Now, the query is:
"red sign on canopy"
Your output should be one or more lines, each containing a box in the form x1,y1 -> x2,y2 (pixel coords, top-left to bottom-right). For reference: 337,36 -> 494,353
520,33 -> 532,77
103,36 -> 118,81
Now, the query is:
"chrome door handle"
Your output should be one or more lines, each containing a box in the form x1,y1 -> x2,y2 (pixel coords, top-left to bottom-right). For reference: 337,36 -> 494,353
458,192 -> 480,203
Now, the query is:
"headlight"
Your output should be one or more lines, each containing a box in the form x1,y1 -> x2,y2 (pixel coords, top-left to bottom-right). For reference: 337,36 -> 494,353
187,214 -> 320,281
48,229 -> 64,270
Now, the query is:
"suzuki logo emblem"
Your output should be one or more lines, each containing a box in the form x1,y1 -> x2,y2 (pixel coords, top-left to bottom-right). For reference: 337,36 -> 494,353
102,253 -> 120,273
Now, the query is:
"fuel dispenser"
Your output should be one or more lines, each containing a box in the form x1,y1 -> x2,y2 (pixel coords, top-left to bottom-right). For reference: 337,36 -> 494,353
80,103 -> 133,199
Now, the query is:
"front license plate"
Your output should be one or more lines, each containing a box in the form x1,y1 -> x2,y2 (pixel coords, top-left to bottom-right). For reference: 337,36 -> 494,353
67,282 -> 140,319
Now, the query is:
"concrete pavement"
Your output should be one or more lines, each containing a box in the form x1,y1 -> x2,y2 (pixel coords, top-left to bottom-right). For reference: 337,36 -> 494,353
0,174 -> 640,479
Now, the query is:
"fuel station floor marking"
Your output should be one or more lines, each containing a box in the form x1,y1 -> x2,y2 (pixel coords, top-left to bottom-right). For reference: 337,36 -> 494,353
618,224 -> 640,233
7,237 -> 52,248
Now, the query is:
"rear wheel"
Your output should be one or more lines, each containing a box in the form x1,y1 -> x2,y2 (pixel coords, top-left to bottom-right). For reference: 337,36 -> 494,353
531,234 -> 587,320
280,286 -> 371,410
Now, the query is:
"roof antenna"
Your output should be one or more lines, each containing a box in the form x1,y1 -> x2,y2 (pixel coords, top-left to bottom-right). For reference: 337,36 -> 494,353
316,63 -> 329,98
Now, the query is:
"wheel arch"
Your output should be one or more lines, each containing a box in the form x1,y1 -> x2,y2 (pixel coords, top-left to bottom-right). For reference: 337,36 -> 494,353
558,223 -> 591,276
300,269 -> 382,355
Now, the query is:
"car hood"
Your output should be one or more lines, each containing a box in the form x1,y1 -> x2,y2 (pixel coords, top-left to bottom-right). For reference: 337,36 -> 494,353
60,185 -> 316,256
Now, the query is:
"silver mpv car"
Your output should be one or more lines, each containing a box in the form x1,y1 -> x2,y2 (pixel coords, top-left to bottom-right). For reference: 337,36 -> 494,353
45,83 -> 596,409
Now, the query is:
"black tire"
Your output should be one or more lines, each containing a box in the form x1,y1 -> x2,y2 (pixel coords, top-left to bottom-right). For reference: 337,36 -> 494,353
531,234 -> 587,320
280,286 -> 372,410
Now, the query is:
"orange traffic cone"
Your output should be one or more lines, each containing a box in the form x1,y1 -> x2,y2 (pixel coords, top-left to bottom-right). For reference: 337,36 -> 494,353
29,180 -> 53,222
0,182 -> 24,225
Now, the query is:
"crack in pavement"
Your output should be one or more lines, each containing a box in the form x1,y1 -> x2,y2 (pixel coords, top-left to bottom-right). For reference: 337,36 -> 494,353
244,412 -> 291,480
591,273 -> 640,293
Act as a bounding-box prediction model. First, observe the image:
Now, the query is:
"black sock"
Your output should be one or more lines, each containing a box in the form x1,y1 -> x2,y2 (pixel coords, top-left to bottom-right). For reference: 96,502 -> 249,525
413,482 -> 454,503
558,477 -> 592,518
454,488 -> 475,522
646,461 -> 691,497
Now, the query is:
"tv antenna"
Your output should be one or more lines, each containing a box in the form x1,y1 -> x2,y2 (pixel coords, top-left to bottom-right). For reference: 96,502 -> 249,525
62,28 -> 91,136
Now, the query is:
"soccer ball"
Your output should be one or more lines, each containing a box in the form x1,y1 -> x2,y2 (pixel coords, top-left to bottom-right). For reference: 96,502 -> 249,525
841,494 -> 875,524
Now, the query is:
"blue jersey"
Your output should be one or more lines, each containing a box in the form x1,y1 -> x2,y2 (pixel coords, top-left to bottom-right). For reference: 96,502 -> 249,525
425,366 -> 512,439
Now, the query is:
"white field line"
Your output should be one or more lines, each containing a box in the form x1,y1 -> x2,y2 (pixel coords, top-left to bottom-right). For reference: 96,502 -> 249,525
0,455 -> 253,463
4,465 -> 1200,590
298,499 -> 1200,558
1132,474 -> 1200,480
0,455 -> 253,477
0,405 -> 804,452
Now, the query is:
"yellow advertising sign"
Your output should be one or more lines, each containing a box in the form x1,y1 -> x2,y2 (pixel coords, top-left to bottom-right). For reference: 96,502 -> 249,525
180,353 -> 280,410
※
* [Request]: Give the full listing above as a two-column CSV with the headers prompt_text and answer_boxes, with one row for each text and its answer. Put every value in one quoted field, with line breaks replaced by spaces.

* [Task solution]:
prompt_text,answer_boxes
"Now, the query is: ""red sign on canopy"" Your output should be one or more lines, each containing a box in the form x1,y1 -> x2,y2 (pixel coords, top-left to bottom-right). For reference: 337,36 -> 494,353","520,33 -> 532,77 103,36 -> 118,81"
"Now, the query is: ""chrome door handle"" Your output should be one or more lines, each containing a box in the form x1,y1 -> x2,y2 (pixel coords, top-left to bottom-right). For reference: 337,36 -> 494,353","458,192 -> 480,203"
"Now, the query is: ""headlight"" Your output should be one or more lines, each containing a box in the form x1,y1 -> x2,y2 (pixel coords, top-left to bottom-right). For reference: 337,36 -> 494,353","187,214 -> 320,281 48,229 -> 64,270"
"Now, the query is: ""suzuki logo emblem"" Your output should be one or more lines, each containing a box in the form x1,y1 -> x2,y2 (pixel coords, top-left to bottom-right). For reference: 337,36 -> 494,353","102,253 -> 120,273"
"Now, the query is: ""fuel dispenser"" Your output should be one or more lines, each containing a box in the form x1,y1 -> x2,y2 (pixel coords, top-left to bottom-right). For reference: 337,36 -> 494,353","80,103 -> 133,199"
"Now, the query is: ""front license plate"" Your output should be one or more lines, each containing a box in the form x1,y1 -> x2,y2 (pixel coords, top-left to bottom-right). For reference: 337,36 -> 494,353","67,282 -> 140,319"
"Now, the query is: ""concrete pavement"" Your output should be one or more lines, each containing a box in the form x1,y1 -> x2,y2 (pixel coords, top-left to bottom-right). For reference: 337,36 -> 494,353","0,174 -> 640,479"
"Now, the query is: ""fuel station floor marking"" Your output should be one or more lines, each containing a box in the form x1,y1 -> x2,y2 (pixel coords, top-left to bottom-right). For reference: 337,36 -> 494,353","618,224 -> 640,233 7,237 -> 52,248"
"Now, the query is: ""rear wheel"" Your output should be one or more lines, each containing a box in the form x1,y1 -> x2,y2 (pixel coords, top-left to bottom-right). For reference: 337,36 -> 494,353","531,234 -> 587,320 280,286 -> 371,410"
"Now, the query is: ""roof antenna"" Your output should be one or more lines, each containing a box in the form x1,y1 -> x2,y2 (pixel coords, top-left to bottom-right). For reference: 337,36 -> 494,353","316,63 -> 329,98"
"Now, the query is: ""wheel arch"" Your output should be one or more lines, each containing a box in the form x1,y1 -> x2,y2 (pixel coords, top-left to bottom-right). For reference: 337,36 -> 494,353","558,223 -> 591,276 300,269 -> 382,355"
"Now, the query is: ""car hood"" Your output should be one or more lines, each containing a box in the form x1,y1 -> x2,y2 (pixel coords, top-left to bottom-right). For reference: 337,36 -> 494,353","60,185 -> 316,256"
"Now, the query is: ""silver mpv car"" Your output should be one or more lines, each containing a box in the form x1,y1 -> x2,y2 (pixel coords, top-left to bottom-right). For reference: 337,36 -> 494,353","45,83 -> 596,409"
"Now, the query is: ""black tire"" Your output should be one or more lines, each containing a box in the form x1,y1 -> x2,y2 (pixel coords, top-left to bottom-right). For reference: 337,36 -> 494,353","531,234 -> 587,320 280,286 -> 372,410"
"Now, the query is: ""orange traffic cone"" Your output should be one or more lines, each containing a box in the form x1,y1 -> x2,y2 (pixel coords, top-left to bottom-right). For reference: 337,36 -> 494,353","29,180 -> 53,222 0,182 -> 24,225"
"Now, the query is: ""crack in pavement"" Your output should be one or more lines, each containing a box in the form x1,y1 -> x2,y2 (pixel coords, top-left to bottom-right). For reference: 337,36 -> 494,353","244,412 -> 291,480 591,273 -> 640,293"
"Act as a bounding-box prediction model. First, observe the image: Now, the query is: ""black sock"" Your output should be one or more lines, each containing a box in the form x1,y1 -> x2,y2 (pixel coords, top-left to bottom-right). For reference: 96,502 -> 249,525","413,482 -> 454,503 558,477 -> 592,518 454,488 -> 475,522 646,461 -> 691,497"
"Now, the query is: ""tv antenna"" Your output should be one or more lines, each containing a box in the form x1,y1 -> x2,y2 (pixel coords, top-left to bottom-right). For reference: 96,502 -> 249,525","62,28 -> 91,136"
"Now, the query is: ""soccer ball"" Your output should be one or more lines, each containing a box in the form x1,y1 -> x2,y2 (pixel coords, top-left to bottom-right). For reference: 96,502 -> 249,525","841,494 -> 875,524"
"Now, the query is: ""blue jersey"" Your output should be one or more lines, each containing a box in the form x1,y1 -> x2,y2 (pixel coords, top-left to bottom-right). For reference: 96,502 -> 249,525","425,366 -> 512,439"
"Now, the query is: ""white field line"" Your output should be one or more lines, each containing a box in the form x1,y1 -> x2,y2 (pixel coords, top-left to bottom-right). For reference: 96,502 -> 249,525","0,455 -> 253,463 4,465 -> 1200,590 298,499 -> 1200,558 1132,474 -> 1200,480 0,455 -> 253,477 0,405 -> 804,452"
"Now, the query is: ""yellow advertising sign"" Your output should be one or more lines, each containing a box in the form x1,y1 -> x2,y2 (pixel coords, top-left to bottom-right). For reference: 96,502 -> 249,525","180,353 -> 280,410"